Your objective: Swap "drop a single pin" for "place one marker" in the data below, from the beginning up to and including the line with "point(748, 438)", and give those lines back with everything else unchanged. Leave the pictures out.

Data rows:
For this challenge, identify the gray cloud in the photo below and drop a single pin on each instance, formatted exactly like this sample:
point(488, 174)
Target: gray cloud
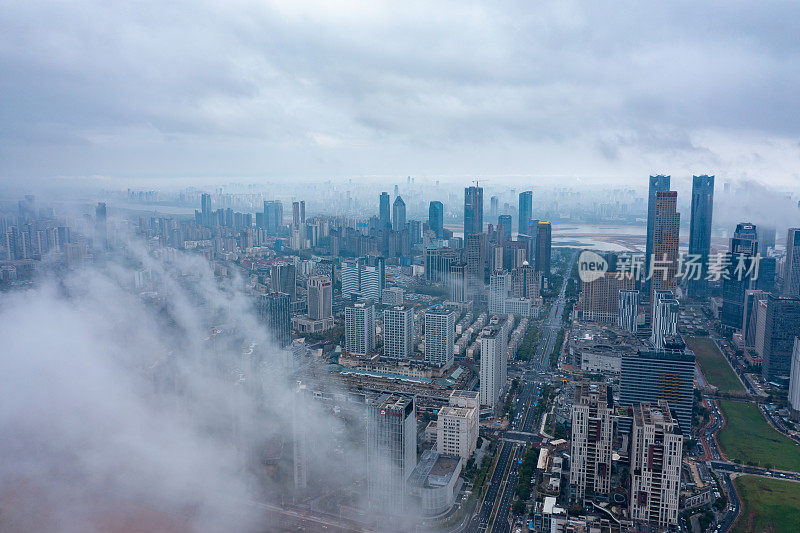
point(309, 89)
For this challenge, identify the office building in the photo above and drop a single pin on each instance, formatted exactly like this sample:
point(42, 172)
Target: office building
point(525, 211)
point(665, 314)
point(628, 310)
point(504, 228)
point(781, 326)
point(499, 287)
point(543, 248)
point(700, 231)
point(473, 211)
point(750, 314)
point(794, 379)
point(592, 436)
point(475, 247)
point(656, 453)
point(743, 246)
point(666, 226)
point(492, 365)
point(398, 332)
point(599, 298)
point(359, 328)
point(391, 452)
point(393, 296)
point(457, 283)
point(320, 297)
point(791, 265)
point(398, 214)
point(457, 426)
point(657, 183)
point(274, 311)
point(666, 374)
point(440, 324)
point(384, 213)
point(436, 219)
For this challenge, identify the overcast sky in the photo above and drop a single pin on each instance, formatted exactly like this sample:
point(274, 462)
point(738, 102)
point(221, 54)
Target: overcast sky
point(238, 89)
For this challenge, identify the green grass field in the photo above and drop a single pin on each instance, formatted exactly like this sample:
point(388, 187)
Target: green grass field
point(714, 365)
point(769, 505)
point(748, 438)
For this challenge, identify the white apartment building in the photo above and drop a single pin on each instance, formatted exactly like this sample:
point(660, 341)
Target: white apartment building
point(656, 450)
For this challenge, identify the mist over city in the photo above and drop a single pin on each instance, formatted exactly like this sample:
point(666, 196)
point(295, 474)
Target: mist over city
point(462, 267)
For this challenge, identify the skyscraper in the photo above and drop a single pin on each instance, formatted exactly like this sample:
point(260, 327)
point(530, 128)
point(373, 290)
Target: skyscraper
point(504, 227)
point(398, 332)
point(525, 211)
point(543, 248)
point(391, 451)
point(664, 246)
point(657, 183)
point(398, 214)
point(592, 435)
point(666, 374)
point(791, 265)
point(274, 310)
point(492, 369)
point(320, 297)
point(205, 209)
point(385, 210)
point(656, 452)
point(628, 310)
point(700, 230)
point(439, 336)
point(436, 219)
point(359, 328)
point(781, 326)
point(743, 246)
point(473, 210)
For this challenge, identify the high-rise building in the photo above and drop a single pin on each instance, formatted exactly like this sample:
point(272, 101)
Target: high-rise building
point(700, 230)
point(101, 229)
point(473, 211)
point(525, 211)
point(791, 265)
point(656, 453)
point(504, 227)
point(492, 365)
point(457, 282)
point(666, 227)
point(399, 214)
point(457, 426)
point(398, 332)
point(794, 379)
point(628, 310)
point(436, 219)
point(475, 248)
point(665, 318)
point(385, 210)
point(781, 326)
point(666, 374)
point(283, 278)
point(499, 288)
point(750, 314)
point(205, 209)
point(592, 436)
point(359, 328)
point(391, 452)
point(543, 248)
point(743, 246)
point(599, 298)
point(274, 311)
point(440, 326)
point(657, 183)
point(320, 297)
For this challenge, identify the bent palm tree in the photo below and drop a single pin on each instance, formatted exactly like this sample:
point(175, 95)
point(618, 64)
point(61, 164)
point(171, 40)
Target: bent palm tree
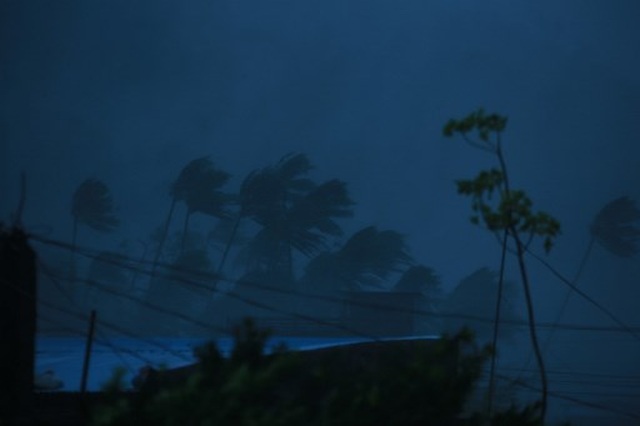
point(91, 205)
point(198, 187)
point(613, 228)
point(365, 260)
point(264, 193)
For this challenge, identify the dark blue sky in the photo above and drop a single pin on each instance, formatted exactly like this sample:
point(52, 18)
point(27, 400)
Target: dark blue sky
point(128, 92)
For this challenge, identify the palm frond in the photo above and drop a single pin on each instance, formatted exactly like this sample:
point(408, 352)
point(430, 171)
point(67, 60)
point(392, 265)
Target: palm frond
point(198, 186)
point(613, 227)
point(92, 205)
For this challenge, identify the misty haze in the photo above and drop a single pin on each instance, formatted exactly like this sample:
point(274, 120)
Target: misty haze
point(180, 166)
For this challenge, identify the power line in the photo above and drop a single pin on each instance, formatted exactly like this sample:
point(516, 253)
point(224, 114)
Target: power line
point(571, 399)
point(129, 265)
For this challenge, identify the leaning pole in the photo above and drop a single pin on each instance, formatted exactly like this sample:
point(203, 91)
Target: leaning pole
point(17, 325)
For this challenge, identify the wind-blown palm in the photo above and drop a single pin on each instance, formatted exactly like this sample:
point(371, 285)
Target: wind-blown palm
point(302, 226)
point(614, 230)
point(198, 186)
point(92, 205)
point(294, 214)
point(365, 260)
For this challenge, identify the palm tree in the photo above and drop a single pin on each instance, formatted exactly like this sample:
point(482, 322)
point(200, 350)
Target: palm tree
point(91, 205)
point(293, 214)
point(613, 229)
point(366, 260)
point(302, 226)
point(198, 186)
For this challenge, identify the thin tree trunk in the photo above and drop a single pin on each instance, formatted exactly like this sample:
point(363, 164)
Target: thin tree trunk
point(532, 325)
point(496, 326)
point(163, 238)
point(72, 278)
point(185, 230)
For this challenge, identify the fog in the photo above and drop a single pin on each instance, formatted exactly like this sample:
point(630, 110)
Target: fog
point(130, 92)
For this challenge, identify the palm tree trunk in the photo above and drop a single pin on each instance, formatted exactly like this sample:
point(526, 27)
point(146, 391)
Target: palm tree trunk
point(227, 248)
point(496, 326)
point(532, 324)
point(185, 230)
point(163, 238)
point(72, 278)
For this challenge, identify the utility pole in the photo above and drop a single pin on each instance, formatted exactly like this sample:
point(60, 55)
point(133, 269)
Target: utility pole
point(17, 325)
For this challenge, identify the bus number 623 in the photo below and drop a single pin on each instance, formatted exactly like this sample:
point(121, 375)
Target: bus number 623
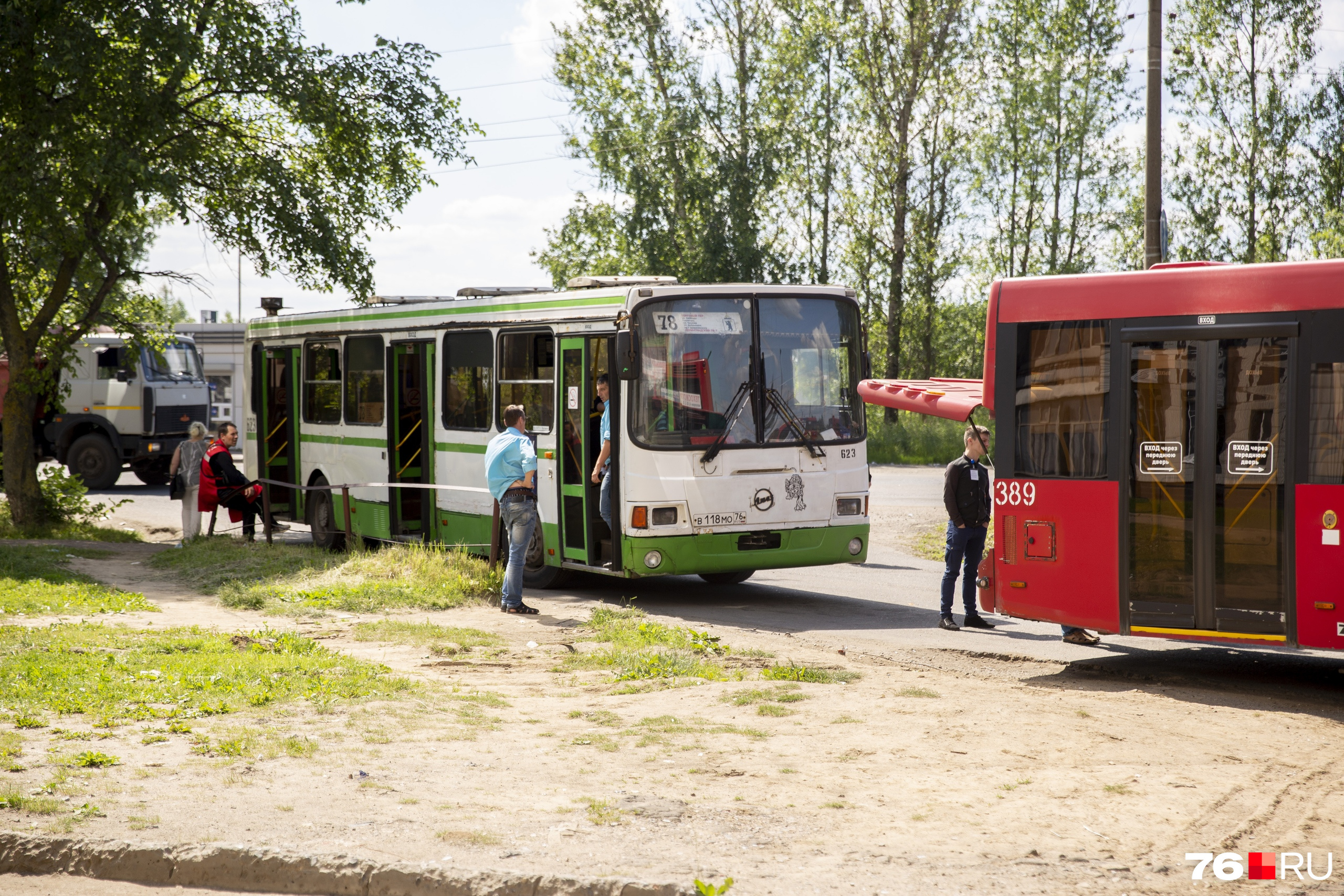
point(1015, 493)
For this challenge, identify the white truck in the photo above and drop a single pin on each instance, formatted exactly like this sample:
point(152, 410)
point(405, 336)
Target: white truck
point(127, 409)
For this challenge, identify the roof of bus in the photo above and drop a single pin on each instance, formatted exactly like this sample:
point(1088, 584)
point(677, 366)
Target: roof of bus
point(1172, 291)
point(526, 308)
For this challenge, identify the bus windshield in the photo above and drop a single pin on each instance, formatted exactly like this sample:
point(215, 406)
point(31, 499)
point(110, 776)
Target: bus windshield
point(174, 362)
point(695, 381)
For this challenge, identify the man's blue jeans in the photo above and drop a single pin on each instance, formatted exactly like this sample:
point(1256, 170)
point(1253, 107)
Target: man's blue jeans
point(519, 516)
point(965, 547)
point(604, 504)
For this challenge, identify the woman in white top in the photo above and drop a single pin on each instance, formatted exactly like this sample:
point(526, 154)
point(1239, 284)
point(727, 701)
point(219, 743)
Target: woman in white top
point(187, 458)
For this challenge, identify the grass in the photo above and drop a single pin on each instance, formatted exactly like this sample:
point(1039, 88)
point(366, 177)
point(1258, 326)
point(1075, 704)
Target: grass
point(601, 812)
point(34, 581)
point(648, 650)
point(468, 837)
point(70, 531)
point(113, 675)
point(815, 675)
point(780, 693)
point(303, 581)
point(441, 640)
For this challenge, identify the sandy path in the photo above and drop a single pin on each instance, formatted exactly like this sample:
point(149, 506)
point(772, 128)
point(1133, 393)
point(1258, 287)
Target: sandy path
point(937, 772)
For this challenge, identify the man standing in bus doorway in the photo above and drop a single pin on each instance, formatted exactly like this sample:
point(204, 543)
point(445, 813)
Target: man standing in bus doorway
point(965, 495)
point(510, 471)
point(603, 469)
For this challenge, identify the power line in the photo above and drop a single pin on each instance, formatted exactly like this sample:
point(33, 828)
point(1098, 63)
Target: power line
point(503, 83)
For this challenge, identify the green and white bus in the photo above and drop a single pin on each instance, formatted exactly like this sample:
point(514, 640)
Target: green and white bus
point(737, 426)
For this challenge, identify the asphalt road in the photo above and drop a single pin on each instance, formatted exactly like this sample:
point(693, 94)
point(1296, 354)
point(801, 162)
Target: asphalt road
point(890, 602)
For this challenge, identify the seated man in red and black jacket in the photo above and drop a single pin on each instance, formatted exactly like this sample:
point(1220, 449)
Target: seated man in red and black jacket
point(224, 486)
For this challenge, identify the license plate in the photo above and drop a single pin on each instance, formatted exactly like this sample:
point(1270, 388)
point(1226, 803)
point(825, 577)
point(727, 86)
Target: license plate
point(736, 518)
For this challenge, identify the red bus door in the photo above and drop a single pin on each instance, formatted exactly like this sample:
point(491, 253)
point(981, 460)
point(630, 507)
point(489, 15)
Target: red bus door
point(1208, 481)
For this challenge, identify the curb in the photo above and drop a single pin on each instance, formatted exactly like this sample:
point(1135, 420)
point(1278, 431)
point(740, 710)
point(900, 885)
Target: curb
point(261, 870)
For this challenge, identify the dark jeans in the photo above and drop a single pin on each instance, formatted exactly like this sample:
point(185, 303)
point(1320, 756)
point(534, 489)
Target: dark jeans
point(967, 546)
point(248, 510)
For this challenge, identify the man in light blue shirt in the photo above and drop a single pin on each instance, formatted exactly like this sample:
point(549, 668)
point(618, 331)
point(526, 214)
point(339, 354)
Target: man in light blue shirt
point(510, 472)
point(603, 469)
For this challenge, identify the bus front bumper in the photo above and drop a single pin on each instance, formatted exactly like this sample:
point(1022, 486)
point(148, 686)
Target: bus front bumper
point(723, 551)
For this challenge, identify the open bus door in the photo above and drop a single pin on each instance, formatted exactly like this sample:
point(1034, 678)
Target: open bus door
point(279, 455)
point(411, 450)
point(584, 536)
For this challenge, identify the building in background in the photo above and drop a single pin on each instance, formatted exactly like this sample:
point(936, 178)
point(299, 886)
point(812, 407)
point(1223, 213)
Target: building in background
point(221, 349)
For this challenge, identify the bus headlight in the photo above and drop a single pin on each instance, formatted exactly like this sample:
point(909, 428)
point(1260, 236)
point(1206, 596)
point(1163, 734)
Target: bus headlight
point(848, 507)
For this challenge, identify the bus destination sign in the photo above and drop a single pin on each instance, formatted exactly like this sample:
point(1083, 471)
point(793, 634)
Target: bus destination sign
point(1251, 458)
point(1162, 457)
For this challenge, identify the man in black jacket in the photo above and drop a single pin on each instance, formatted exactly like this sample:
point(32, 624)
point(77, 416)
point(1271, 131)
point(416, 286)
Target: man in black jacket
point(965, 493)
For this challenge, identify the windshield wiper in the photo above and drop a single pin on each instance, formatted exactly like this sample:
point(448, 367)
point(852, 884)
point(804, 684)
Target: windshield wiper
point(730, 416)
point(783, 409)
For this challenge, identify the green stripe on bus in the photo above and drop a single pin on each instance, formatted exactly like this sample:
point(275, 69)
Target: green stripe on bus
point(268, 325)
point(460, 448)
point(342, 440)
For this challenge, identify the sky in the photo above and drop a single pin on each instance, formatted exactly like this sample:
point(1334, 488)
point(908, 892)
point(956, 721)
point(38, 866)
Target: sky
point(479, 225)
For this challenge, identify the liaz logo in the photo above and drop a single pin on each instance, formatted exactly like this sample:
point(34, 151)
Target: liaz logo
point(1257, 867)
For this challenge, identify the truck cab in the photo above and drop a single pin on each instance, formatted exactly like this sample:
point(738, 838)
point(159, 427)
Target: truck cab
point(128, 407)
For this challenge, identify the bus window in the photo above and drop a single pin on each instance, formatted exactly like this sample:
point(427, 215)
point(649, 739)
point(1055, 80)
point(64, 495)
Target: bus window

Response:
For this challenge, identify the gray cloud in the photo below and place one marker on each instance, formatted exactly like this sample:
point(488, 174)
Target: gray cloud
point(309, 89)
For this challenge, identify the office building in the photo above and place one marker on each instance, formatted exactly like this sample:
point(42, 172)
Target: office building
point(525, 211)
point(665, 314)
point(628, 310)
point(504, 228)
point(781, 326)
point(499, 287)
point(543, 248)
point(700, 231)
point(473, 211)
point(750, 314)
point(794, 379)
point(592, 436)
point(475, 247)
point(656, 453)
point(743, 246)
point(666, 226)
point(492, 365)
point(398, 332)
point(599, 298)
point(359, 328)
point(391, 452)
point(393, 296)
point(457, 283)
point(320, 297)
point(791, 265)
point(398, 214)
point(457, 426)
point(657, 183)
point(274, 311)
point(666, 374)
point(440, 324)
point(384, 213)
point(436, 219)
For this challenge, identify the overcast sky in the photo above and place one marker on each instance, formatted exactly like this sample:
point(274, 462)
point(738, 102)
point(221, 54)
Target: overcast sky
point(238, 89)
For this challenge, identify the green grass field in the photo above and place one marker on each instance, formatted exactly like this sample:
point(388, 187)
Target: green grass field
point(714, 365)
point(769, 505)
point(748, 438)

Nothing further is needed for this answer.